◆ Assigned task ◆
Nothing but the lines from the one containing "440 11 535 133" through the one containing "29 128 159 367", both included, should be given again, each exactly as written below.

Dataset entries:
* * * * * * *

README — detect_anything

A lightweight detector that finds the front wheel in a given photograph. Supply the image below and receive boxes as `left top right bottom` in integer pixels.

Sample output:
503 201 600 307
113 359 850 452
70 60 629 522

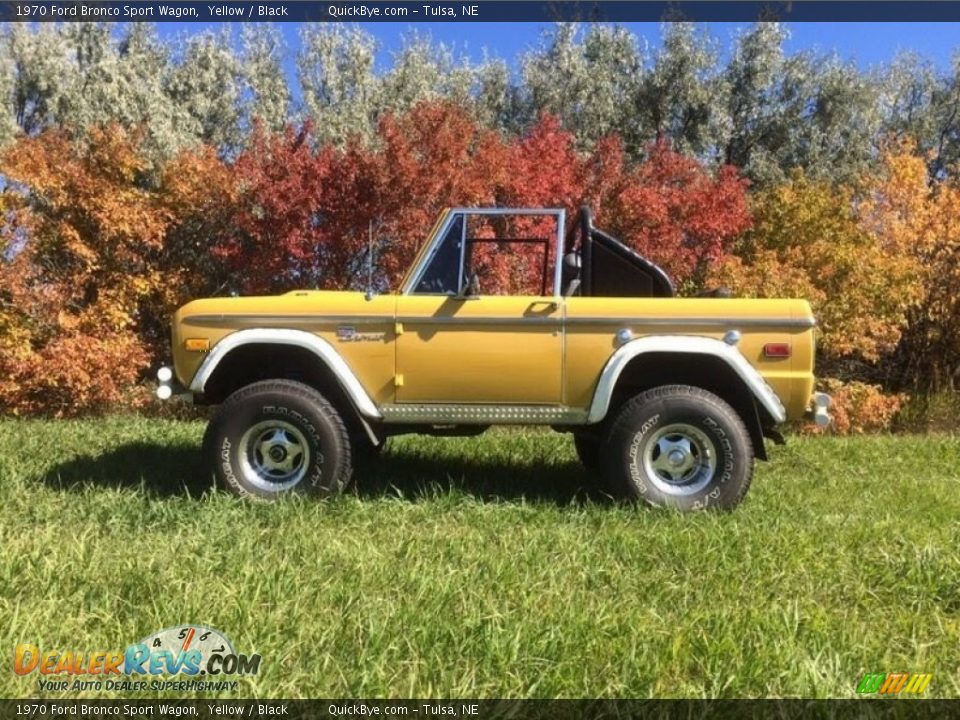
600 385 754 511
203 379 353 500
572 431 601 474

* * * * * * *

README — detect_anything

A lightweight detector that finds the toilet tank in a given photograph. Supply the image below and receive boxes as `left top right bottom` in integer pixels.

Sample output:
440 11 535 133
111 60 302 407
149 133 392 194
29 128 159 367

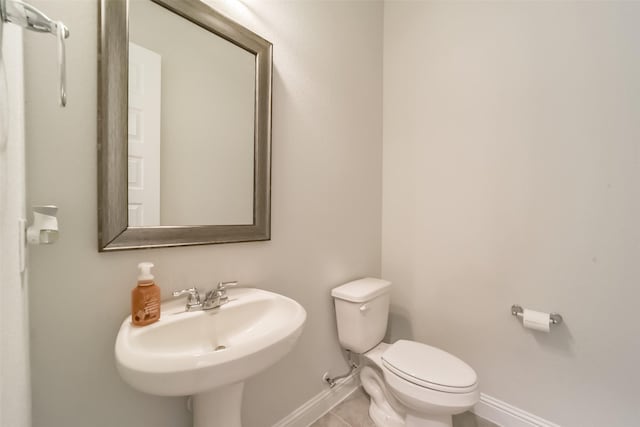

* * * * * * *

◆ Worked solution ◆
440 11 535 133
111 60 302 407
149 133 392 194
29 128 159 367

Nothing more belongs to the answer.